***** DATASET ROWS

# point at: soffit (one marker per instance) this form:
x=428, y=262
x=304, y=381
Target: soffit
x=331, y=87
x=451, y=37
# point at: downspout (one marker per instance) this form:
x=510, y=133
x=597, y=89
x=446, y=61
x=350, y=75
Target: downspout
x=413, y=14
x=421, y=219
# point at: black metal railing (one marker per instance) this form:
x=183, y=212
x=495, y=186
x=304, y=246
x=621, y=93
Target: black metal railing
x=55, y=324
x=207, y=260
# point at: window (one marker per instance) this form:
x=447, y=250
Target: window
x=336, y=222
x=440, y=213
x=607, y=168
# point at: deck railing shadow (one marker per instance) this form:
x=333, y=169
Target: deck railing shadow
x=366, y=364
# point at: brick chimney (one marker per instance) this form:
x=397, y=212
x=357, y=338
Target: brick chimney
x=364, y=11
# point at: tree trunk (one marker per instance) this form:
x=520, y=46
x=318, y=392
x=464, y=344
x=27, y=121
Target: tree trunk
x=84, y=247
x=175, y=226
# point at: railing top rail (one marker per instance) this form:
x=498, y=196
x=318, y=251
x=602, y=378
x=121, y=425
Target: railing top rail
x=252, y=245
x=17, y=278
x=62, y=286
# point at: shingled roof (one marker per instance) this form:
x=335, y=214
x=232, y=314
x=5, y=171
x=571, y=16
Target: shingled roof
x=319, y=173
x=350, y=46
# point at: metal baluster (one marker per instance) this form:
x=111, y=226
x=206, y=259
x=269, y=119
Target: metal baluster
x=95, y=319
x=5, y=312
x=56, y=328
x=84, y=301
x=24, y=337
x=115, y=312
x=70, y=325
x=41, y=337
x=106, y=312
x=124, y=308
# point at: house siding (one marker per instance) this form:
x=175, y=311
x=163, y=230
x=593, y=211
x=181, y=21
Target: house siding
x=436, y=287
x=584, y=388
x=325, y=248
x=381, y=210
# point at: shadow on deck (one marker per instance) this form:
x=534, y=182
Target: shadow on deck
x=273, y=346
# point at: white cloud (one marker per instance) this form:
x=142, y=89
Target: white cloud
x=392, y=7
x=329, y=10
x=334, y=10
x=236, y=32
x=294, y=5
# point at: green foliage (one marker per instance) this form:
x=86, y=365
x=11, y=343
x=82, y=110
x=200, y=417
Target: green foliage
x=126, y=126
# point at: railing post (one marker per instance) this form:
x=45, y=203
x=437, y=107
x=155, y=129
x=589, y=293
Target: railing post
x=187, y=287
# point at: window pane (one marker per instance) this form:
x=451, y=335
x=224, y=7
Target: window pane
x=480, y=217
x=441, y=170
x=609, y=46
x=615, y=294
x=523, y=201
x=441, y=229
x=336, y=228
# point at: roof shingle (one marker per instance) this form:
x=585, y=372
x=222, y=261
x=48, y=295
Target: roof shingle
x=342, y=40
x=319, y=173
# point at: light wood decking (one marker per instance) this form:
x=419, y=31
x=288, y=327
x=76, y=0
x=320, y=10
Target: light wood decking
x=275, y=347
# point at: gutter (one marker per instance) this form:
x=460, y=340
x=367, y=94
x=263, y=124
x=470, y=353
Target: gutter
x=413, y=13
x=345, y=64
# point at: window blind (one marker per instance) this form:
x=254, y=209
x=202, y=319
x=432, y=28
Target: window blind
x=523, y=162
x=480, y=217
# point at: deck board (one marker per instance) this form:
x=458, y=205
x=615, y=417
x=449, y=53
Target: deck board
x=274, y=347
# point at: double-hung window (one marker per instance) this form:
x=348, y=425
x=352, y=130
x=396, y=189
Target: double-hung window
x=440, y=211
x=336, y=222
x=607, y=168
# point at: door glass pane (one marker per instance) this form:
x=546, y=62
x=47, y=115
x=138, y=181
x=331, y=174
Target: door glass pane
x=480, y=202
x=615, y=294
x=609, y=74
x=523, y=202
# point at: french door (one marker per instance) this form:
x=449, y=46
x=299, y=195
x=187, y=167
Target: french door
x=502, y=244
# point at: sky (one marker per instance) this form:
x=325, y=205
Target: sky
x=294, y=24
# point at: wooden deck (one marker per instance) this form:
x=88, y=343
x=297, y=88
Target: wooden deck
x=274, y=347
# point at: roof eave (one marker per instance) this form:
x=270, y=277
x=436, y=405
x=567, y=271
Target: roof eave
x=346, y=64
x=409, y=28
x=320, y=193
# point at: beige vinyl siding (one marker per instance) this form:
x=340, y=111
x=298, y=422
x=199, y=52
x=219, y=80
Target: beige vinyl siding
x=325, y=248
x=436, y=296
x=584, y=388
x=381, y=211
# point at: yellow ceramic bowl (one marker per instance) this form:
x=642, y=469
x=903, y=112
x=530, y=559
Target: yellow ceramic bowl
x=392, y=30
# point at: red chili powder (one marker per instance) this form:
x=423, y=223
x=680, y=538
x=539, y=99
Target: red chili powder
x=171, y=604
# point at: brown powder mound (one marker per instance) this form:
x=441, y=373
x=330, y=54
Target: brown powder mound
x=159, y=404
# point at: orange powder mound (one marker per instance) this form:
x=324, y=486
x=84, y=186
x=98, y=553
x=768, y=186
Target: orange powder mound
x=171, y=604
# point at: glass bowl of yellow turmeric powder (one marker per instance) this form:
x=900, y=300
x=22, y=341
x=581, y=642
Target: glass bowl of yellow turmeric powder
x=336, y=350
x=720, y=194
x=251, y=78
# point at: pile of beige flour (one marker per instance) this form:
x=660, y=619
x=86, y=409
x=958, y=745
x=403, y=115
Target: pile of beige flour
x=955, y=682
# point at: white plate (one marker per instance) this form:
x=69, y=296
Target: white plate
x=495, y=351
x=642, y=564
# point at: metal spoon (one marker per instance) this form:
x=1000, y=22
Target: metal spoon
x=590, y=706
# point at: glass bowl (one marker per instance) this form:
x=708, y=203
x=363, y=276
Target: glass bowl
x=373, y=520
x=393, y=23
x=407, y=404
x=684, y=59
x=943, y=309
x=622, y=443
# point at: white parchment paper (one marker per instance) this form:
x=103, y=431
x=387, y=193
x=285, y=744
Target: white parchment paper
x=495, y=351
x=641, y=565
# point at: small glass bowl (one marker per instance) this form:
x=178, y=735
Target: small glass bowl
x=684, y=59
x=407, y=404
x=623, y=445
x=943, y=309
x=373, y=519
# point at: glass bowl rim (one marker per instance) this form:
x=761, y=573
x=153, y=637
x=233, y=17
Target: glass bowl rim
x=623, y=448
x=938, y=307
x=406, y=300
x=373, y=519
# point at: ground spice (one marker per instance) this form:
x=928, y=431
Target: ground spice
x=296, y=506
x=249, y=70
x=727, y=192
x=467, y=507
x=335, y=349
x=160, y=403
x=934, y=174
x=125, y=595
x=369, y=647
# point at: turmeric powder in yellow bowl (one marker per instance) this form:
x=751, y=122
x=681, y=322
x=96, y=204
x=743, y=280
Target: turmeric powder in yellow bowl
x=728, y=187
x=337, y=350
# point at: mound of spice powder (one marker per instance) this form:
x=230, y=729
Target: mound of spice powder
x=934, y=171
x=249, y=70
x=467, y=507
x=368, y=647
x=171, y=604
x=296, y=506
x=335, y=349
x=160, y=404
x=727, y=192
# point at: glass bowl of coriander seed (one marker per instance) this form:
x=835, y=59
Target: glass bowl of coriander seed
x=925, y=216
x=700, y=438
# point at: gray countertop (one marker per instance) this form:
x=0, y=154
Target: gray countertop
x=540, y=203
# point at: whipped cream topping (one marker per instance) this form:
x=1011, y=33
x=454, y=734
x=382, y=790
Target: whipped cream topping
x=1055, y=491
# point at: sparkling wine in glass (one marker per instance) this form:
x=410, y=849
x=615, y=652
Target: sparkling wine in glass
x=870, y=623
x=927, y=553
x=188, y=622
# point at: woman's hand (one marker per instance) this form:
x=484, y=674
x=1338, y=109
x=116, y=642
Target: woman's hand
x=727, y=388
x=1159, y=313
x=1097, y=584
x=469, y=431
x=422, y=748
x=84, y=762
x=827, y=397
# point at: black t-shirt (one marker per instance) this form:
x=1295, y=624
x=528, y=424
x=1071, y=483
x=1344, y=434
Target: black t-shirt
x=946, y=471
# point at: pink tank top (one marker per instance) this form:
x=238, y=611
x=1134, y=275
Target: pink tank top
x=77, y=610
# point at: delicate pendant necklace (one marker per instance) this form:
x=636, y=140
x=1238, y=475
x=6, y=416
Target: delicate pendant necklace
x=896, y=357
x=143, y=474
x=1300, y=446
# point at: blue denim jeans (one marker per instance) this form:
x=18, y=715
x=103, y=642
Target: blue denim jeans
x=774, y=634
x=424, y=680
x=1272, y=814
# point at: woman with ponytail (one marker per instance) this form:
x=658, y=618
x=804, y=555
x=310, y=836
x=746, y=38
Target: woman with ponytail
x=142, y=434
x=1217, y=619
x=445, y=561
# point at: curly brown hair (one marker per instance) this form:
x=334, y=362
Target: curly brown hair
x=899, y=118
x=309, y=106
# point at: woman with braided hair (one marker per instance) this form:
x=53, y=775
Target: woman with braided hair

**********

_WHAT THE EXERCISE ASKS:_
Copy every line of the data from its first line through the line that contains "x=364, y=11". Increase each coordinate in the answers by 69 and keep every other number unchanged.

_ANSWER BELOW:_
# point at: soffit (one marker per instance) this form:
x=428, y=262
x=304, y=381
Target: soffit
x=400, y=156
x=520, y=106
# point at: downspout (one marker per instance) this form:
x=510, y=133
x=597, y=89
x=446, y=61
x=350, y=75
Target: downspout
x=482, y=83
x=490, y=288
# point at: black metal railing (one marker per instance) this form:
x=183, y=212
x=495, y=186
x=304, y=246
x=621, y=93
Target: black metal railing
x=124, y=393
x=276, y=329
# point at: window (one marker per instance) this form:
x=447, y=250
Target: window
x=405, y=291
x=509, y=282
x=676, y=237
# point at: deck railing shadow (one marker per instance) this form:
x=333, y=169
Target: deck railing shadow
x=435, y=433
# point at: brick chimney (one marker per instance) this form:
x=397, y=212
x=357, y=338
Target: brick chimney
x=433, y=80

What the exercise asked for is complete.